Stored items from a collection
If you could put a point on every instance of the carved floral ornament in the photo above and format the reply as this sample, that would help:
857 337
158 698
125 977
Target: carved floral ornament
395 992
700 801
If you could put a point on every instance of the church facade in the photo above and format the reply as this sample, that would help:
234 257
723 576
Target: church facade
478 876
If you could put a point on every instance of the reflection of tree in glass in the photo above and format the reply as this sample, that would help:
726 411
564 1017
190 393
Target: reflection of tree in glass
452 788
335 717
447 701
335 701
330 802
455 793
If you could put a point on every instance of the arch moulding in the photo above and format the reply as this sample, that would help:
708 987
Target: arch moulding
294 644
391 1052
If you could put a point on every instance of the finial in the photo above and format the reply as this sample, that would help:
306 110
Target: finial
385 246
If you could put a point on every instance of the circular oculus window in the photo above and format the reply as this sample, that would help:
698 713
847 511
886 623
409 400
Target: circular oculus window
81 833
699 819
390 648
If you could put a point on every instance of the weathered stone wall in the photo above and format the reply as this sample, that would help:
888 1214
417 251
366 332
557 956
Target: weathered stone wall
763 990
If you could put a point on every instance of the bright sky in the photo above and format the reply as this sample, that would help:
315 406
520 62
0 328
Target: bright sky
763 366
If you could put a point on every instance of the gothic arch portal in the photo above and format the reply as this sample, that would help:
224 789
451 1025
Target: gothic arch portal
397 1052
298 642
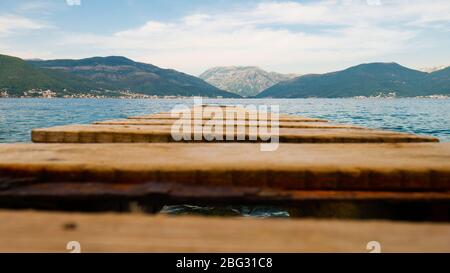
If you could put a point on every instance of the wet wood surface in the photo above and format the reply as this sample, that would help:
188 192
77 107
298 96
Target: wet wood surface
30 231
418 166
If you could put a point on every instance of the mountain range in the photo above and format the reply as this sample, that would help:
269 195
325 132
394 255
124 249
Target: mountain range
364 80
100 75
115 75
246 81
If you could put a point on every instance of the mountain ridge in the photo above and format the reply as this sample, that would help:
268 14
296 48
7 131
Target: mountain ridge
369 79
110 76
246 81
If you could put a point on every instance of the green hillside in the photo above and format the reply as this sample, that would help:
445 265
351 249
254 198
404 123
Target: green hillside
363 80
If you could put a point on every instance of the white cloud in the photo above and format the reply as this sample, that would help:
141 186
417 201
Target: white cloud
284 36
12 23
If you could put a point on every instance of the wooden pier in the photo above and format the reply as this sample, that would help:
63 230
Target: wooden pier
109 165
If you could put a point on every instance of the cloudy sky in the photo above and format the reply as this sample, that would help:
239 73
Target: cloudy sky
192 36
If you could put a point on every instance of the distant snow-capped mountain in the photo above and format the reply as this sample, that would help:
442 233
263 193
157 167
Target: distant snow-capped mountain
246 81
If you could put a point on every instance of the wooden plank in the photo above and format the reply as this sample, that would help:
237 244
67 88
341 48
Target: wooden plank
135 133
234 123
372 167
50 232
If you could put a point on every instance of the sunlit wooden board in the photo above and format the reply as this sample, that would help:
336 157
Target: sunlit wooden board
418 166
51 232
162 133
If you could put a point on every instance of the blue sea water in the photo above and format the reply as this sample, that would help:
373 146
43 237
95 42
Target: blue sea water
420 116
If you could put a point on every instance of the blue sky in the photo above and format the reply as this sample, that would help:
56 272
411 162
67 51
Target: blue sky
192 36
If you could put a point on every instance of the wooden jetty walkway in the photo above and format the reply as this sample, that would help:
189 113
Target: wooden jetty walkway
112 164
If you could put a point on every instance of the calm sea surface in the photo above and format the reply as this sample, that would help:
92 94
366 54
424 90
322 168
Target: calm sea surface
420 116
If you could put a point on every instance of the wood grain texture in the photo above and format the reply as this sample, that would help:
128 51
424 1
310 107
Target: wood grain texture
50 232
420 166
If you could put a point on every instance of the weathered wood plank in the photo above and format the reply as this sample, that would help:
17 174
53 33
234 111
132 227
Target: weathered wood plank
135 133
50 232
402 167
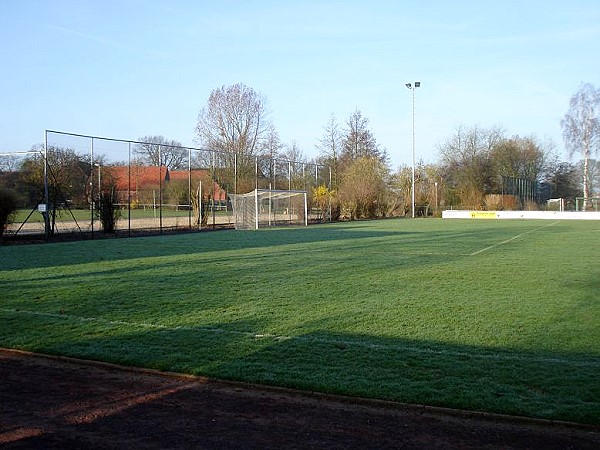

* Goal of the exercise *
Turn the part of the records that starts with the line containing "the blue sea" and runs through the end of the records into a Markdown table with the columns Row and Line. Number each line in Row, skip blank lines, and leave out the pictures.

* Response *
| Row | Line |
|---|---|
| 1 | If you could put a point on every instance of the blue sea water in the photo above and format the reply as this sample, that would help: |
| 2 | 373 146 |
| 3 | 43 237 |
| 4 | 95 42 |
| 5 | Target: blue sea water |
| 6 | 420 116 |
| 7 | If you could put a point on every instance of the blue sky in the photo above and format the reply as this sample, that would help: |
| 8 | 56 272 |
| 9 | 411 162 |
| 10 | 67 51 |
| 11 | Target: blue sky |
| 12 | 192 36 |
| 13 | If you could put a point on every instance of the wooden jetty walkway in the photo above and format the reply as this sample, that would help: |
| 14 | 189 113 |
| 15 | Target: wooden jetty walkway |
| 16 | 112 164 |
| 17 | If you could put a point on every instance of the calm sea surface in the photo above and format the reply as this sample, that would help: |
| 18 | 92 94 |
| 19 | 366 54 |
| 20 | 424 90 |
| 21 | 322 168 |
| 22 | Target: calm sea surface |
| 23 | 420 116 |
| 24 | If you could put a point on every instance of the wood grain texture in the photo above and format the reply as this sample, that would help: |
| 25 | 128 51 |
| 26 | 424 1 |
| 27 | 310 107 |
| 28 | Target: wood grain texture |
| 29 | 50 232 |
| 30 | 420 166 |
| 31 | If you could put a point on every instance of the weathered wood plank in the photo above and format the reply as this sample, that would help: |
| 32 | 17 174 |
| 33 | 53 33 |
| 34 | 234 111 |
| 35 | 132 227 |
| 36 | Target: weathered wood plank |
| 37 | 135 133 |
| 38 | 50 232 |
| 39 | 402 167 |